**Exercise task A:**
According to the Juhani Peltonen biography, in which town was Peltonen born?

─── Selected passage ───

![]()
Choose another writer in this calendar:
by name: by birthday from the calendar.
TimeSearch |
|
Juhani Peltonen (1941 - 1998) |
|
Finnish novelist, playwright and poet, who depicted mythological, larger-than-life -characters with affection, humour and psychological understanding. Among Juhani Peltonen's best known figures is Elmo, a super athlete, who falls on 100 meters run, but wins the race, and makes a new world record. The author's melancholic view of the world is lightened by absurdity and themes of romantic love and longing. Elokellarin vokabulaarissa Juhani Peltonen was born in Tuusula, the son of Jorma Angervo
Peltonen, a salaried employee, and Kerttu Maria (Taivola) Peltonen, a.
clerk. During summer holidays from the school learned seafaring as a
ship's boy (1956-59) -
his uncle had been a
seaman before he became an agronomist. At home Peltonen shared his room
with his grandmother, and listened with her radio plays in the
evenings. Because Peltonen could not discern red and green, he had to forget his plans to become a seaman. He read works by Gogol, Dostoevsky, Kafka, Camus, and published his first columns at the school magazine. He said in 1988: "I'm always taking Chekhov or Dostoyevsky down from the shelves and reading their old, familiar, beloved words." ('The comi-tragedist' by Erkka Lehtola, in Books from Finland, No. 2, 1988) Peltonen graduated from the secondary school in Kerava in
1961, and after serving in the Navy, he entered the University of
Helsinki, where he studied literature and art history from 1962 to 1965.

───

**Exercise task B:**
Rewrite the stretch of rows from their start through the line containing "For instance, a", putting "exterior" in place of "background" and changing nothing else.

─── Stored records ───

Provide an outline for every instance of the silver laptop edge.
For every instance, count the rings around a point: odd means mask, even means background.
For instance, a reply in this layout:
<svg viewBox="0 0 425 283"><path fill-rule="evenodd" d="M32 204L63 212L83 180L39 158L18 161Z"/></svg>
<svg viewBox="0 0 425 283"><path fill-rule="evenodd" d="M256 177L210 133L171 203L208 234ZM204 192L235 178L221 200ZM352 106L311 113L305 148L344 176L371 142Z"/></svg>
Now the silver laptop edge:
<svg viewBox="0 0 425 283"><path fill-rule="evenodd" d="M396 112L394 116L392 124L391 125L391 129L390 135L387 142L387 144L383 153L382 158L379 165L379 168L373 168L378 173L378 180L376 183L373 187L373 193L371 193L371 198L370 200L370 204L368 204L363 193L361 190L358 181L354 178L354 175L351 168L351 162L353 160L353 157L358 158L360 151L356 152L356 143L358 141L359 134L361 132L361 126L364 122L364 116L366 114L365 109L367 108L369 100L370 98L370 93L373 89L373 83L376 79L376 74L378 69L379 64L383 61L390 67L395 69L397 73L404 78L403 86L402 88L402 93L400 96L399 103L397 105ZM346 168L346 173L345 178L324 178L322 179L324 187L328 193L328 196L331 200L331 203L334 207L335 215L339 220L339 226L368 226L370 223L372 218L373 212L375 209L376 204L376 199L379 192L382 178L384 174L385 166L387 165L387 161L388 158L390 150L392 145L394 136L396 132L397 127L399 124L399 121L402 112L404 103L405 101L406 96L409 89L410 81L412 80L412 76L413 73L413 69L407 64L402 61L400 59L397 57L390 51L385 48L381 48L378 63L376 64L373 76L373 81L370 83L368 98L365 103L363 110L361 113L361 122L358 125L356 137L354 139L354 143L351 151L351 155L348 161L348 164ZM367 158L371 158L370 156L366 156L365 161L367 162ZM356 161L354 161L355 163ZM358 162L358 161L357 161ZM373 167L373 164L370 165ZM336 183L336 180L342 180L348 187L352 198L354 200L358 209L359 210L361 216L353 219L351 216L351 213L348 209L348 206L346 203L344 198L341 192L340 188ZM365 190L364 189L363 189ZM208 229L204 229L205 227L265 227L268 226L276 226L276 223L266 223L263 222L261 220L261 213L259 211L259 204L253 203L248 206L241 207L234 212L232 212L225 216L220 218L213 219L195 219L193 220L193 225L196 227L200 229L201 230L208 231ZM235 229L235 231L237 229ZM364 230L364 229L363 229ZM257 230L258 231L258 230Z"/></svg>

───

**Task response A:**
Tuusula

**Task response B:**
Provide an outline for every instance of the silver laptop edge.
For every instance, count the rings around a point: odd means mask, even means exterior.
For instance, a reply in this layout:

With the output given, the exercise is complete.